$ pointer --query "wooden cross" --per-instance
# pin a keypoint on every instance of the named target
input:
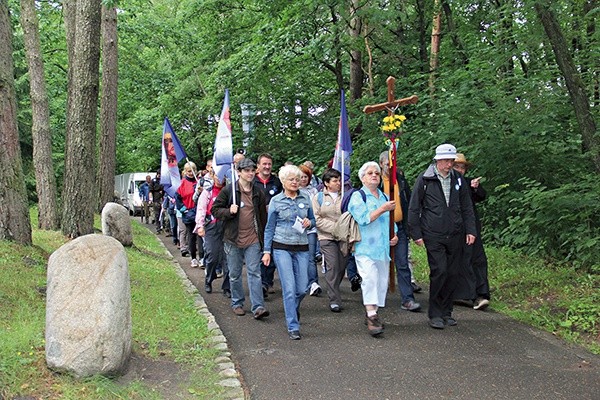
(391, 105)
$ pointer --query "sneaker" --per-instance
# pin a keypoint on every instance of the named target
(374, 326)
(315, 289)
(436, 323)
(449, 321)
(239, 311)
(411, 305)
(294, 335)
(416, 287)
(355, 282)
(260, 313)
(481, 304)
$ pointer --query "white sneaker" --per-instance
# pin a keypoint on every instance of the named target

···

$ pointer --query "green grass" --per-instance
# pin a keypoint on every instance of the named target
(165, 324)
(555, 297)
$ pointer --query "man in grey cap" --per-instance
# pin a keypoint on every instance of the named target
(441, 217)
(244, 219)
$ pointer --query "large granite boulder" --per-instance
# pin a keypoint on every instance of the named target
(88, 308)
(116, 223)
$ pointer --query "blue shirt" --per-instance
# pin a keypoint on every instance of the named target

···

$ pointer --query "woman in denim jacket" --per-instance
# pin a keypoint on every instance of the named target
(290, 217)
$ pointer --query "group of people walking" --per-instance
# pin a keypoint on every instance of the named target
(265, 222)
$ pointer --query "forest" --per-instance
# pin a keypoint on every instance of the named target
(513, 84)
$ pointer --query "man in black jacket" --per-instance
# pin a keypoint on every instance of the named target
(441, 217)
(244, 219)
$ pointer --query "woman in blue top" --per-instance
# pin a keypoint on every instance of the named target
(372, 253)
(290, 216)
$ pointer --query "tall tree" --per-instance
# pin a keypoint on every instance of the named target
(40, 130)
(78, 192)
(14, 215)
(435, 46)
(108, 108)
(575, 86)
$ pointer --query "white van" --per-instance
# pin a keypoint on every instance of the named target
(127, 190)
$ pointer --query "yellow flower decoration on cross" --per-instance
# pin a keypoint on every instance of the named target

···

# [HOW TO COMPLETE THIS TASK]
Find the lines above that hold "blue", then copy each of them.

# [RESULT OF THE EXERCISE]
$ pointer --query "blue shirt" --per-instance
$ pointer --query "woman in blue top" --per-instance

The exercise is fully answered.